Copy exactly the lines of the records below, starting at the line that contains "[pin] dark stage" and continuing through the last line, both included; omit any pictures.

-- Data supplied start --

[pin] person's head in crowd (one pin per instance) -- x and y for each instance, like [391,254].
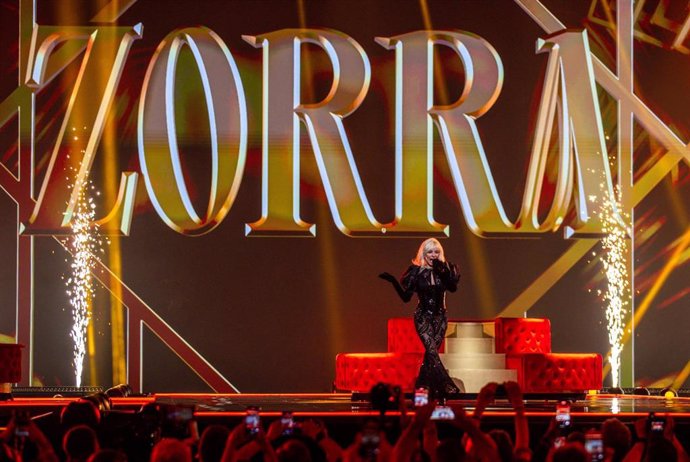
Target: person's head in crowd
[504,444]
[576,437]
[79,443]
[293,450]
[660,450]
[570,452]
[450,450]
[420,455]
[616,435]
[80,412]
[171,450]
[212,443]
[108,455]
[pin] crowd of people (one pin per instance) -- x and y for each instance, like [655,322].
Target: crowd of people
[83,434]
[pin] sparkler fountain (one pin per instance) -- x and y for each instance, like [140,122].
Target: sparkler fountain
[615,246]
[83,245]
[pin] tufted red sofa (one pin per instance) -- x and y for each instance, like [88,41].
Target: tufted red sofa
[361,371]
[527,345]
[399,366]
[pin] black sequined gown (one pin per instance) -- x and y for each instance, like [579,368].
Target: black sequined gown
[430,321]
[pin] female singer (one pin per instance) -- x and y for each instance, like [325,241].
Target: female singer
[430,276]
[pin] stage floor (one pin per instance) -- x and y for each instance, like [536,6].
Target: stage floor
[343,405]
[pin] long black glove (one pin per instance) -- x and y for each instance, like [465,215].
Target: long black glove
[404,296]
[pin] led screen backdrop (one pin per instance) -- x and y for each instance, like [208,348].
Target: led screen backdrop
[256,164]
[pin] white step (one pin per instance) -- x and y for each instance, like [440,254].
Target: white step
[469,345]
[473,361]
[465,330]
[474,379]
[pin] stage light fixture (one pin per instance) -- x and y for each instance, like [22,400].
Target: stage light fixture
[668,392]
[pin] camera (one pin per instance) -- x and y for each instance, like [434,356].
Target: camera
[594,445]
[385,397]
[421,397]
[288,423]
[252,421]
[563,414]
[371,439]
[501,391]
[442,413]
[655,424]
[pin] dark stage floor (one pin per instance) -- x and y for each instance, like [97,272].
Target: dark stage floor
[344,405]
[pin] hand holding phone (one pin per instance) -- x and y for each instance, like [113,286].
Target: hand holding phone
[421,397]
[563,414]
[252,421]
[288,423]
[594,445]
[442,413]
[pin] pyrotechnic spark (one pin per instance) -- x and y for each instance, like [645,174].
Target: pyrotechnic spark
[84,244]
[616,297]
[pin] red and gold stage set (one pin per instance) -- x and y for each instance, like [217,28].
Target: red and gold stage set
[525,342]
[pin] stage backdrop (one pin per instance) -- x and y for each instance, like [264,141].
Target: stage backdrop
[256,165]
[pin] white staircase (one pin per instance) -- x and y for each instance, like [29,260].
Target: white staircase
[470,356]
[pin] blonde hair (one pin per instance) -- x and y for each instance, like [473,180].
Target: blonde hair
[425,247]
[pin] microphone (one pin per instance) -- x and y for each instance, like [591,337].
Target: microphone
[438,265]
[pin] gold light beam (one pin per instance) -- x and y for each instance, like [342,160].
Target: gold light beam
[479,262]
[654,290]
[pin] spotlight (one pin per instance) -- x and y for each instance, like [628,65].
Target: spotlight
[668,392]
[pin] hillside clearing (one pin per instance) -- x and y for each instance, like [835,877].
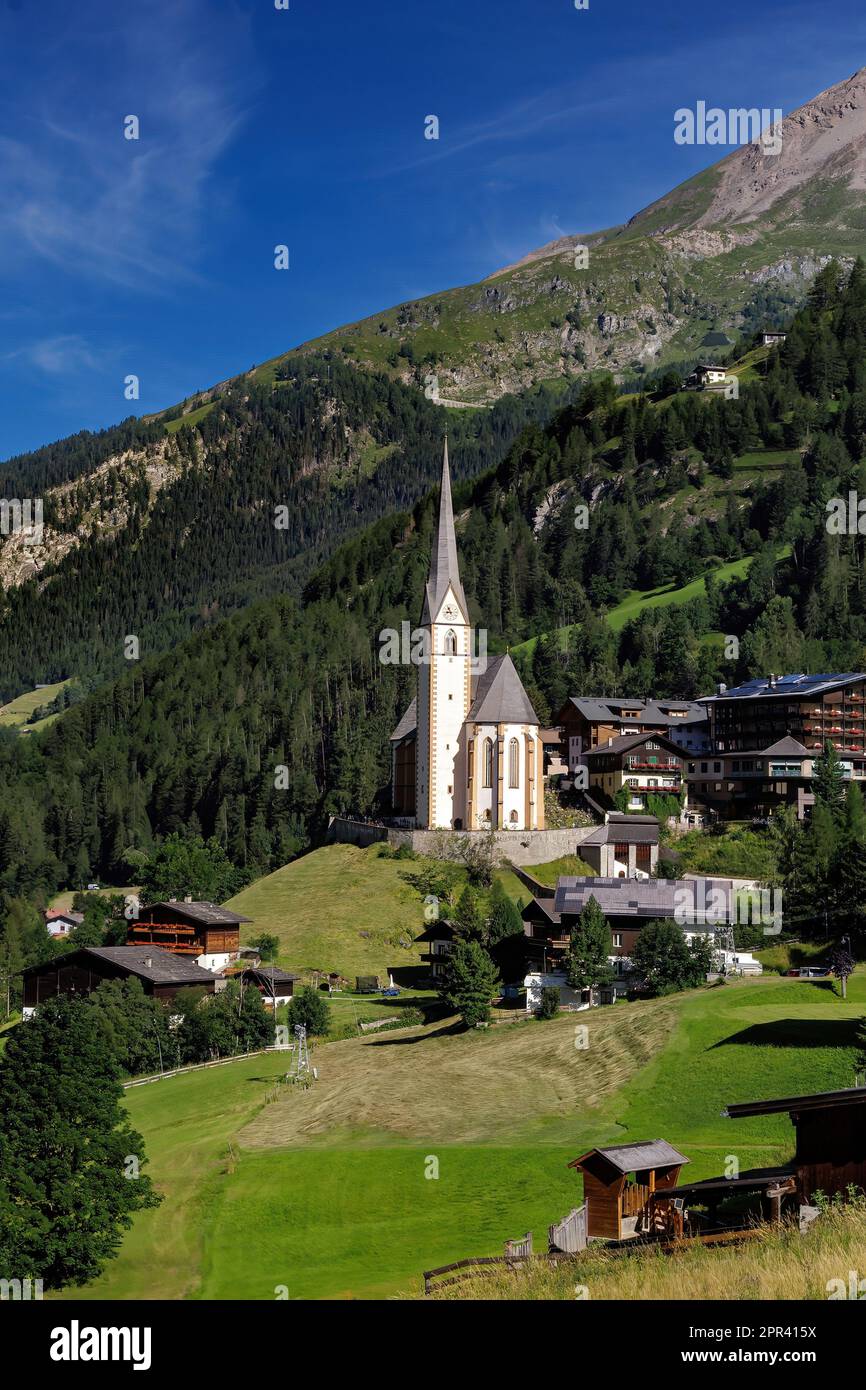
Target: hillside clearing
[339,908]
[441,1084]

-- Data supplied end --

- _Written answer_:
[pin] dark stage floor (one pin per instance) -- x and y for each instance, like [97,272].
Target: dark stage floor
[344,405]
[pin] hand holding phone (one pin per instance) -- x and y for each instance, like [113,286].
Target: hand holding phone
[421,397]
[563,414]
[252,421]
[288,423]
[594,445]
[442,413]
[pin] pyrotechnic spark (one pin per instance) -- x and y for each instance, like [645,174].
Target: pyrotechnic spark
[84,244]
[616,297]
[pin] red and gold stage set (one pin per instance) -- x and y for each instance, like [217,28].
Target: red and gold stage set
[525,342]
[pin] stage backdrop (one pin per instance) -- x and y for each instance, like [264,141].
Target: stage backdrop
[256,165]
[pin] white staircase (one pin per instance) -- x and y for each instance, like [29,260].
Target: white staircase
[470,356]
[pin] blonde hair (one pin per instance) -- x and y for each instance, like [473,180].
Target: blonde hair
[425,247]
[pin] microphone (one pin per instance) -- x and y for each instance, like [591,337].
Target: microphone
[438,265]
[pin] gold light beam (one pin per instance) -- x and y for each instance, like [342,160].
Target: gold light beam
[479,262]
[654,290]
[pin] spotlight (one pin per instance) -- x and y for each instance, like [628,65].
Target: spotlight
[668,392]
[pin] hillside clearing (one pin per instance) -- x and y for each instance, like [835,877].
Target: hillside clearing
[339,908]
[441,1084]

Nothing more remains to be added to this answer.